Filed under Blog, Google, SEO by Navneet Kaushal
The topic of this session of SMX New York 2011 Day 2 is on “Real Answers For Technical SEO Problem”. This session is an interactive session and more of Q and A among the moderators, speakers and audiences. The aim of this session is to find out the root cause of issues and how to get them fixed once and for all.
Moderator:
- Vanessa Fox, Contributing Editor, Search Engine Land (@vanessafox)
Q&A Moderator:
- Michael Martin, Senior SEO Strategist, Covario (@googleandblog)
Speakers:
- Vanessa Fox, Contributing Editor, Search Engine Land (@vanessafox)
- Todd Nemet, Director, Technical Projects, Nine By Blue (@nemet)
Todd Nemet, Director, Technical Projects, Nine By Blue, begins the session by saying that he has learned about titles at SMX and it does not really matter. So he renamed his. He then said that, we are not going to look at the web site or any of that stuff. Instead, he emphasized to look on things like:
- Network
- Web access longs
- HTTP response codes
- HTTP response headers and
- Talk to the network admin/developers
Questions for IT/Developers:
- Is your load balancing round robin?
- How do you monitor your site? [Because it's rude to ask "DO you monitor your site?"]
- Are there are reverse proxies or CDNs in your configuration?
- Do you do any URL rewriting
- May I have a sample of your web access log files?
From there he will:
- Check load balancing
- Check server latency. Do 10 real quick grabs of the home page and time it.
- Check network latency: They can see a slow network, packet loss. You’ll want to talk to a network, engineer.
- Check for duplicate sites to see how many have DNS records
Web access log analysis:
Todd explains this by saying that , “you have browsers that go to a Web server and a bot that goes to a Web server. Every time something is accessed, an entry gets written into a log file.”
He wants to get all the log files from the server. What kind of data is in there?
- IP address and user-agent: Whose doing the crawling?
- Date: How often are we being crawled?
- Referrer: What’s the referring inbound link?
The URL being requested.
What are the http response codes?
They have created a web log analyzer where their clients upload web log files and take the relevant fields. In the Excel file you get the bot activity, a hierarchical view of what’s happening, query parameters, reverse DNS, HTTP response codes, etc.
Todd comes up with more examples which are as follows:
- He shows an example of crawling inefficiency and a site with about a zillion dynamic sitemaps. For this, Google was spending all its time crawling the million sitemaps and nothing else. Then to fix it, they changed the way sitemaps were generated.

•••

**Given instruction:**
Reproduce word for word the stretch of the SMX session recap that starts at "The URL being" and ends at "sitemaps were generated.". This data comes from a separate source and is unrelated to the SMX session recap.

[Stored data entries]
•••

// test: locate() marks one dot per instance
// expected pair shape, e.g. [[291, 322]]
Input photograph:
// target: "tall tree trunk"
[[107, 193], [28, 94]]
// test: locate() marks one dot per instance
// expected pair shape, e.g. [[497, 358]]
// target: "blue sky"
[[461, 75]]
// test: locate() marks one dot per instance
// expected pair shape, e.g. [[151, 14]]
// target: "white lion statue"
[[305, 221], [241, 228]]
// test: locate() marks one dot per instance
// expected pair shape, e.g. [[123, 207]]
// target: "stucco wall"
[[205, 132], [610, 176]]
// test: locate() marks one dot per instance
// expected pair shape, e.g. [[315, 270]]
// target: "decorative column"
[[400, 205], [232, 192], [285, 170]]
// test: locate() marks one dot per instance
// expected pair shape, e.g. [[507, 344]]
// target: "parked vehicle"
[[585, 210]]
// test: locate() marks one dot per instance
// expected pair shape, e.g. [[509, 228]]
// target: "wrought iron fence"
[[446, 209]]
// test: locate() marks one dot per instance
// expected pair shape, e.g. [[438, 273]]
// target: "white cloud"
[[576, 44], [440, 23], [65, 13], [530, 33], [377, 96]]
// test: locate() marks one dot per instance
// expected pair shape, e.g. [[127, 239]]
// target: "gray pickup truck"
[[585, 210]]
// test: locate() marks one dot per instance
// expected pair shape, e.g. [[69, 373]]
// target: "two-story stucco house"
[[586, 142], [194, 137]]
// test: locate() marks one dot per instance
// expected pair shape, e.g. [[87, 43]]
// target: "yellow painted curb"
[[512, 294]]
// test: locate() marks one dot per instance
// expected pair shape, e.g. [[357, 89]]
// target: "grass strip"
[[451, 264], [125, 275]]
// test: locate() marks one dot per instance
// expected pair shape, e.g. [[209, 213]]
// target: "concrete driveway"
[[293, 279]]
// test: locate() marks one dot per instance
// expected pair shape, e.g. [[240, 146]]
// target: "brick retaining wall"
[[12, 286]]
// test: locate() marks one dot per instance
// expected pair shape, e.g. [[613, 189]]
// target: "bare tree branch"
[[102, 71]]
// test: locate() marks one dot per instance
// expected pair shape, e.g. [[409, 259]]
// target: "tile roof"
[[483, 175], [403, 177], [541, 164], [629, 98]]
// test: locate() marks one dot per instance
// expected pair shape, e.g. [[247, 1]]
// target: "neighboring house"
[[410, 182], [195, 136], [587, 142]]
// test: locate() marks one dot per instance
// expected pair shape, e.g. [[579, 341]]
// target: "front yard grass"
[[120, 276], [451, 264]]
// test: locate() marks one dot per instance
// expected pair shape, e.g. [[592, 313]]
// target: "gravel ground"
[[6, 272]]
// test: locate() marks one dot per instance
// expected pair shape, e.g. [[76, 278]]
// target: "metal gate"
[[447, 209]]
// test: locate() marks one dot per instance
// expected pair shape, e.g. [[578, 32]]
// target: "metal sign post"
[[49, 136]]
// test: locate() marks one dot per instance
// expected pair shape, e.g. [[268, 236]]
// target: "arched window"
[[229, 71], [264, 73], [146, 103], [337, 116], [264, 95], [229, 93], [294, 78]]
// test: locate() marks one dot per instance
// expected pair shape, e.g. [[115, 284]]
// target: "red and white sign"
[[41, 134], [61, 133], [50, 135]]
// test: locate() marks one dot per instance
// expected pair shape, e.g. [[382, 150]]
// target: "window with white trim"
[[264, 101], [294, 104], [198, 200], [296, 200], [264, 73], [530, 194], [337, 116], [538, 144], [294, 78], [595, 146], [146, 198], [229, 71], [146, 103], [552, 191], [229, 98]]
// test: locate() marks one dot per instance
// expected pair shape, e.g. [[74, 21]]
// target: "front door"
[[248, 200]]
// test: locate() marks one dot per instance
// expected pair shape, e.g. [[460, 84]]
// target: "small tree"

•••

**Final result:**
The URL being requested.
What are the http response codes?
They have created a web log analyzer where their clients upload web log files and take the relevant fields. In the Excel file you get the bot activity, a hierarchical view of what’s happening, query parameters, reverse DNS, HTTP response codes, etc.
Todd comes up with more examples which are as follows:
- He shows an example of crawling inefficiency and a site with about a zillion dynamic sitemaps. For this, Google was spending all its time crawling the million sitemaps and nothing else. Then to fix it, they changed the way sitemaps were generated.